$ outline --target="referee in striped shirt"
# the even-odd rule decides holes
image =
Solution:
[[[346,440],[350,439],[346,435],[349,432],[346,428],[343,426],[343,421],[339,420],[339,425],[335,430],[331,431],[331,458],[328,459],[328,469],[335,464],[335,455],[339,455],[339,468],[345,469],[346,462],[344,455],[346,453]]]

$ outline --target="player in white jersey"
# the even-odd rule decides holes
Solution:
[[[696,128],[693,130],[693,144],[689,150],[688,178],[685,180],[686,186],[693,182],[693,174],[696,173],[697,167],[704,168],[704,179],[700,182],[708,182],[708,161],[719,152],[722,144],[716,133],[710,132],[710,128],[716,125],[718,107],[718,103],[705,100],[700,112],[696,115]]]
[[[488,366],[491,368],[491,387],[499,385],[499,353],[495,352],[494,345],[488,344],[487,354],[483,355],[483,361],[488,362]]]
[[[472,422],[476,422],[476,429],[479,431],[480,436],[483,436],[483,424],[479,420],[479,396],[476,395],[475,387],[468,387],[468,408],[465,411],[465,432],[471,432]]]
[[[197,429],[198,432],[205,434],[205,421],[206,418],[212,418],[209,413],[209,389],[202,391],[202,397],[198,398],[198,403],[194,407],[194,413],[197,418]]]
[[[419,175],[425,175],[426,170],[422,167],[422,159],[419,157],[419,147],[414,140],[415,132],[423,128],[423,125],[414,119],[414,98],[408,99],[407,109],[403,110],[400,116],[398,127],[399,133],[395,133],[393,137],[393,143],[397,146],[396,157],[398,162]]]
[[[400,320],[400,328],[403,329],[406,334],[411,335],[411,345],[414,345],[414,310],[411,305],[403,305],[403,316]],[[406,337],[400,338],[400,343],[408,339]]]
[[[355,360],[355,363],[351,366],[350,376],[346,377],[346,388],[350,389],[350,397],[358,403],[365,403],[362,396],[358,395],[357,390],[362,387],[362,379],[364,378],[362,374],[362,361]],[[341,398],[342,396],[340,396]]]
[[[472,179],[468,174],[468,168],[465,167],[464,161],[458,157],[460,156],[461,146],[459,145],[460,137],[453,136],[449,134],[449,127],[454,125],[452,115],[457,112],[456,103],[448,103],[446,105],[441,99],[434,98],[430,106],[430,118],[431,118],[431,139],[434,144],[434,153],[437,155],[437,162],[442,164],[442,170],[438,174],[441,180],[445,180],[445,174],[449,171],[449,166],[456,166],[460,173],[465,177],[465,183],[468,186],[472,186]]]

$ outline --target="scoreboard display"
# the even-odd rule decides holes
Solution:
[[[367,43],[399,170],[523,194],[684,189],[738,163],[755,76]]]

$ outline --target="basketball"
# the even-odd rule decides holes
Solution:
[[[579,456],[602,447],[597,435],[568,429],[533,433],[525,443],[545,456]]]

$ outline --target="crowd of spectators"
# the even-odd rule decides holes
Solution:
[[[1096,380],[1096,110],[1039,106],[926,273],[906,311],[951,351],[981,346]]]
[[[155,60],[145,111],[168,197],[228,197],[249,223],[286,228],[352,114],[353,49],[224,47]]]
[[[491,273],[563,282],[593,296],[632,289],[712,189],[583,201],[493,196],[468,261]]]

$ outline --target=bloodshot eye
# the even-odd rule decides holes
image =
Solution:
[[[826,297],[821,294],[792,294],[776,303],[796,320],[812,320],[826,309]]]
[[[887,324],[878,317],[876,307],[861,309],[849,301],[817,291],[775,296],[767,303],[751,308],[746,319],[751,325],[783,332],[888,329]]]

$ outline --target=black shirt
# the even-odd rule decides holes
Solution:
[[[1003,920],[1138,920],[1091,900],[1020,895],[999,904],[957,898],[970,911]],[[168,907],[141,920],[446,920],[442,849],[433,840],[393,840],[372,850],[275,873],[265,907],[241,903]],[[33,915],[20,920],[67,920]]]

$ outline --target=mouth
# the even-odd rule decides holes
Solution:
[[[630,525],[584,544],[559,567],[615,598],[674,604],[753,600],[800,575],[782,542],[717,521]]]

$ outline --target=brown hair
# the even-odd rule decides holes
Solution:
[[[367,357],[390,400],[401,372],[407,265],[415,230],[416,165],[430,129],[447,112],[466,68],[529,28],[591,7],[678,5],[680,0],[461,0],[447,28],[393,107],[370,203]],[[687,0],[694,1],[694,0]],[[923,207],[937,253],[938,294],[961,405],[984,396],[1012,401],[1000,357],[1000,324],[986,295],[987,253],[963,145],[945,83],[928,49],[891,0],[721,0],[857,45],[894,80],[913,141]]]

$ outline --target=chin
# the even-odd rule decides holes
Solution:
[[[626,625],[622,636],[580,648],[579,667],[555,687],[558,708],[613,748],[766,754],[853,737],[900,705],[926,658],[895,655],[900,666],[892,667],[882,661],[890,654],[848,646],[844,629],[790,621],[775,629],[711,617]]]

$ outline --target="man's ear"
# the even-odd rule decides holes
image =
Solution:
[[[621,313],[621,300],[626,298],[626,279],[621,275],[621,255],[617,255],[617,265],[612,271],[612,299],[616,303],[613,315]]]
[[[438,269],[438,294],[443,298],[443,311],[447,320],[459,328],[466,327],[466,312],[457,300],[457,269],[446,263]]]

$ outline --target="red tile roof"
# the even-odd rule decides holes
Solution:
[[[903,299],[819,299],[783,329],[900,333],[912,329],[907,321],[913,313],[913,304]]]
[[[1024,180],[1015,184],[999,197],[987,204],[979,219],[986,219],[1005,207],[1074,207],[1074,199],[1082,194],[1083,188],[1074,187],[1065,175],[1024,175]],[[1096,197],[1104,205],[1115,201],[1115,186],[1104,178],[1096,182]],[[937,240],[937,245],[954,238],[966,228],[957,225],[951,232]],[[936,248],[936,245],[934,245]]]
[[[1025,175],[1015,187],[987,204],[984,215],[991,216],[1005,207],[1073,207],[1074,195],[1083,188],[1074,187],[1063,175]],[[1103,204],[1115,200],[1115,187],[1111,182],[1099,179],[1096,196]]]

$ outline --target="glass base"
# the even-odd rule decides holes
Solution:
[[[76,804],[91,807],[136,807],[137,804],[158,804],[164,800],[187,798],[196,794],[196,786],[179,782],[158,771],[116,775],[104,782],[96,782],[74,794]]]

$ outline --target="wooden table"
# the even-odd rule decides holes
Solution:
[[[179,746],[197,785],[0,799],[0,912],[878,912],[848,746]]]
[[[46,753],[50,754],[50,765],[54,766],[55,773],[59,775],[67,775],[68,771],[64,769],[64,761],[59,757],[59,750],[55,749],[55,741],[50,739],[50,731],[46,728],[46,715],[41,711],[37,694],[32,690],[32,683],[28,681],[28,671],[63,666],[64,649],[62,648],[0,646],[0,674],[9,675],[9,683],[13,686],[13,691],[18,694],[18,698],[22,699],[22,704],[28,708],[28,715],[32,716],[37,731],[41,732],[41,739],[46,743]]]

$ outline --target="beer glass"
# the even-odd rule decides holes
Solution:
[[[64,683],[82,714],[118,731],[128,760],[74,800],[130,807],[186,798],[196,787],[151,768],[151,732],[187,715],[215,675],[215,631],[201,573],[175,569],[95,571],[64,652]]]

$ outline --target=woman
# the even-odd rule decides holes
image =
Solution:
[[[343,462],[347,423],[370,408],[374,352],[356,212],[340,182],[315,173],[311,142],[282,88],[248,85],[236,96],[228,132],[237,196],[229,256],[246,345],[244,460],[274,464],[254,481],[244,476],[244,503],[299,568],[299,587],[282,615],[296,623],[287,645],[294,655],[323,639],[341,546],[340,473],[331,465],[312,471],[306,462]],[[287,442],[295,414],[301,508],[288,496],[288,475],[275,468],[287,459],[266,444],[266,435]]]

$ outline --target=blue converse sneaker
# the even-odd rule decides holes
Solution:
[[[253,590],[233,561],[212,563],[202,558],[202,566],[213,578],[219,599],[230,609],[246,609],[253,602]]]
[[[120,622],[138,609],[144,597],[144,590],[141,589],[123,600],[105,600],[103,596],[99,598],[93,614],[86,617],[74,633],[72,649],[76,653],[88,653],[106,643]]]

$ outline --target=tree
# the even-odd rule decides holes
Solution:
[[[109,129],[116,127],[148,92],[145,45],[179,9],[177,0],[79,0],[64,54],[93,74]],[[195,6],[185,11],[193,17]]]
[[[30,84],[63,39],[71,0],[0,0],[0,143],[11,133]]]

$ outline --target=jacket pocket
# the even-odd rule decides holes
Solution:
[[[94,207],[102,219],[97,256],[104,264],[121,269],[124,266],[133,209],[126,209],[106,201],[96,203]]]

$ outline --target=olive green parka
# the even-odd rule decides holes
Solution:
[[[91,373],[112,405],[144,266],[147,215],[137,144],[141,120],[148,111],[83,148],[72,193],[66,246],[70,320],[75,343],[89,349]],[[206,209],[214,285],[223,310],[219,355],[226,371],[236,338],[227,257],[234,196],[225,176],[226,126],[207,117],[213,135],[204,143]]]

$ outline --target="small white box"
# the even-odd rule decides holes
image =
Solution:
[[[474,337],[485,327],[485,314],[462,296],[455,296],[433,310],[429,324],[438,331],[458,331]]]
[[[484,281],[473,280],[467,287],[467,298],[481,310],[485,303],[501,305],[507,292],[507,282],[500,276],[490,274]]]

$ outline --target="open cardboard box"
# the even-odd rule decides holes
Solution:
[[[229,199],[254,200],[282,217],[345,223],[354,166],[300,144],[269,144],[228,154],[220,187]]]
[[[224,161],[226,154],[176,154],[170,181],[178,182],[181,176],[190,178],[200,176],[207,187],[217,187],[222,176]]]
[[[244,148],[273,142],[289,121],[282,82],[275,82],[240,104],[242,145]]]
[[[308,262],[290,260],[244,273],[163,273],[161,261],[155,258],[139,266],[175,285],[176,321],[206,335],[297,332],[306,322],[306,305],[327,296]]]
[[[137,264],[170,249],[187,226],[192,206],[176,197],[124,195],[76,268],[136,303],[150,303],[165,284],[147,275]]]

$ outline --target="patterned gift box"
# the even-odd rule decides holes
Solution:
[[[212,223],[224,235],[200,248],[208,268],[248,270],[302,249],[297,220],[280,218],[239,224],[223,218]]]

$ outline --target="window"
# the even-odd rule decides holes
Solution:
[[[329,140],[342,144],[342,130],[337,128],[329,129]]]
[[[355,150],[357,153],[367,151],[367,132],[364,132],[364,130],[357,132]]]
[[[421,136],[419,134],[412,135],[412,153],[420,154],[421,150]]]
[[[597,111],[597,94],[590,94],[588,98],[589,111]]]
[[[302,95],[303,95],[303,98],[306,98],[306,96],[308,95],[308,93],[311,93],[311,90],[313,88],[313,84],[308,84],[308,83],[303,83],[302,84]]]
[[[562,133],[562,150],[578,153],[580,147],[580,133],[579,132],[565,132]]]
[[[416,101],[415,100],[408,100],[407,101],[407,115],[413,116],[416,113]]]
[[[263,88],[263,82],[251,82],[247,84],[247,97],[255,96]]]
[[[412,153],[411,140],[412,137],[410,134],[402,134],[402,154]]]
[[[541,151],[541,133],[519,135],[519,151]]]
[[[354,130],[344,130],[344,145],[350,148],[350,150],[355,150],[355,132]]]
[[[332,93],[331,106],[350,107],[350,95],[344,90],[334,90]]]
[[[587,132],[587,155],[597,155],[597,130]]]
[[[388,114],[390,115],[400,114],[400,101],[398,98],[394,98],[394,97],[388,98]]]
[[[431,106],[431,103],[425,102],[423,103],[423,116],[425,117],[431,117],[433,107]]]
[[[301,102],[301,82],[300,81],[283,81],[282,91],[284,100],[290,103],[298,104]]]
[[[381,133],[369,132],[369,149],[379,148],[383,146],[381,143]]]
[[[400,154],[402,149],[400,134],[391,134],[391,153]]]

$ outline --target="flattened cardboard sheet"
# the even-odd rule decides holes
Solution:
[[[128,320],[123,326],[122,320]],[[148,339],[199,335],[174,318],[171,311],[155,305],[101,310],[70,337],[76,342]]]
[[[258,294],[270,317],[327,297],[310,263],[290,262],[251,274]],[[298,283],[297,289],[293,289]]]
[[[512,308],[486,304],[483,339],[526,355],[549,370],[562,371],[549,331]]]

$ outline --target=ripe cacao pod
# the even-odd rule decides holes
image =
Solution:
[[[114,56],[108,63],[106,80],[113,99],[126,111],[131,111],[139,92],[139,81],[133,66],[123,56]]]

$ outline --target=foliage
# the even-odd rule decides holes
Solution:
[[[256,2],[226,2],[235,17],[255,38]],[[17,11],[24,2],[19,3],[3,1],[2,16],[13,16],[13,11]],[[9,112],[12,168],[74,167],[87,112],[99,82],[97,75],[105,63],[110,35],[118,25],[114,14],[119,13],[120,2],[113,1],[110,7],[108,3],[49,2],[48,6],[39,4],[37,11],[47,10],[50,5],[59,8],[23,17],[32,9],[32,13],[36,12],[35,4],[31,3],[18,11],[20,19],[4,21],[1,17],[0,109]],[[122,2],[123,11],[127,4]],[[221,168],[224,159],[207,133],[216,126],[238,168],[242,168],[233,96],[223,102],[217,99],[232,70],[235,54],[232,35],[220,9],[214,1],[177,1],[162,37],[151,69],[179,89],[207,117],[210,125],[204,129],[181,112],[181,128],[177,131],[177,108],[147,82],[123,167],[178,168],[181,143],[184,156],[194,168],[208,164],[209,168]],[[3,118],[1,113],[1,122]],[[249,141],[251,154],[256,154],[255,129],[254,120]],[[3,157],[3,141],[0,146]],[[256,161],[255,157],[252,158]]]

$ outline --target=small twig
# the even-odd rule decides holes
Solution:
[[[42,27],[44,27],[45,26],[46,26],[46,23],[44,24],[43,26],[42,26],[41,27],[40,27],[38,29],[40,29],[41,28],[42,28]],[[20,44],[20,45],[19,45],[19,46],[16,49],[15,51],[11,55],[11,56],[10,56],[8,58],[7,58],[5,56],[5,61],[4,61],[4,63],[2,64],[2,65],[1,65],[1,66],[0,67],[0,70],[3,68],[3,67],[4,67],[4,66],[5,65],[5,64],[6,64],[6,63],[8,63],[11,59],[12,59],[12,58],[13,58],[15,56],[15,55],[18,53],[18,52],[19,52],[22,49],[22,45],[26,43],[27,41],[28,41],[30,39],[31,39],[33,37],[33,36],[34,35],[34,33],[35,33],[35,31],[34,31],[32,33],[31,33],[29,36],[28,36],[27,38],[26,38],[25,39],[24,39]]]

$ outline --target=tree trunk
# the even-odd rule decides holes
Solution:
*-*-*
- YOUR GOAL
Only the lines from the one containing "outline --target=small twig" through the end of the entries above belong in the answer; repeat them exactly.

- EXERCISE RESPONSE
$ outline --target=small twig
# the even-odd rule decides holes
Solution:
[[[42,27],[44,27],[45,26],[46,26],[46,23],[44,24],[43,26],[42,26],[41,27],[40,27],[38,29],[40,29],[41,28],[42,28]],[[20,44],[20,45],[19,45],[19,46],[16,49],[15,51],[11,55],[11,56],[10,56],[8,58],[7,58],[5,56],[5,61],[4,61],[4,63],[2,64],[2,65],[1,65],[1,66],[0,67],[0,70],[3,68],[3,67],[4,67],[4,66],[5,65],[5,64],[6,64],[6,63],[8,63],[11,59],[12,59],[12,58],[13,58],[15,56],[15,55],[18,53],[18,52],[19,52],[22,49],[22,45],[26,43],[27,41],[28,41],[30,39],[31,39],[33,37],[33,36],[34,35],[34,33],[35,33],[35,31],[34,31],[32,33],[31,33],[29,36],[28,36],[27,38],[26,38],[25,39],[24,39]]]

$ outline --target=tree trunk
# the even-odd rule decides holes
Solution:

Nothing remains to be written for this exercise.